# TASK STATEMENT
From the line with "Mark the assault" through the line with "Target: assault rifle", inclusive, return each line of the data below exactly and leave the rest out.

# DATA FOR PROCESSING
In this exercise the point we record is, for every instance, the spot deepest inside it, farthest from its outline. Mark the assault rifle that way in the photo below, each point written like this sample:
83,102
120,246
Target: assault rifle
--
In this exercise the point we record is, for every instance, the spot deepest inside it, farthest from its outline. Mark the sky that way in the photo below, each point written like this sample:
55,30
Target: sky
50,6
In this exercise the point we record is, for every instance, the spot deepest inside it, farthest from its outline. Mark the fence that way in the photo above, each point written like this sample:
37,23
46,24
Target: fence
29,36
* * *
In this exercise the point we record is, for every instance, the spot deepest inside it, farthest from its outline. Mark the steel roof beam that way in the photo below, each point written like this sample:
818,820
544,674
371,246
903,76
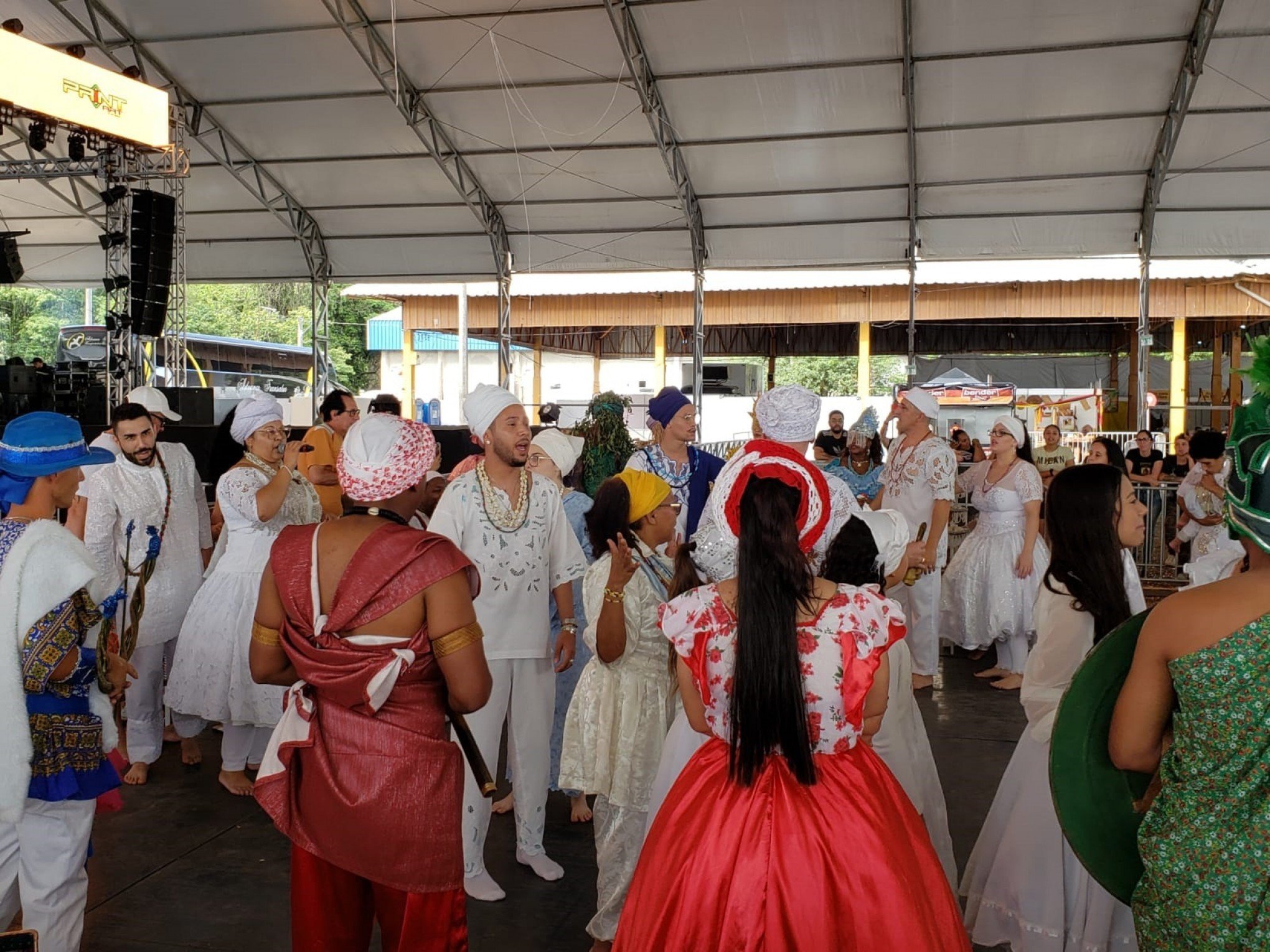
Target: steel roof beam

# ANSWER SECTION
In this exercise the point we record is, for every instance, the spot deepest inside it, farthest from its outline. Mark the assault rifle that way in the photo below, each point written like this sample:
83,102
120,246
Target: assault rifle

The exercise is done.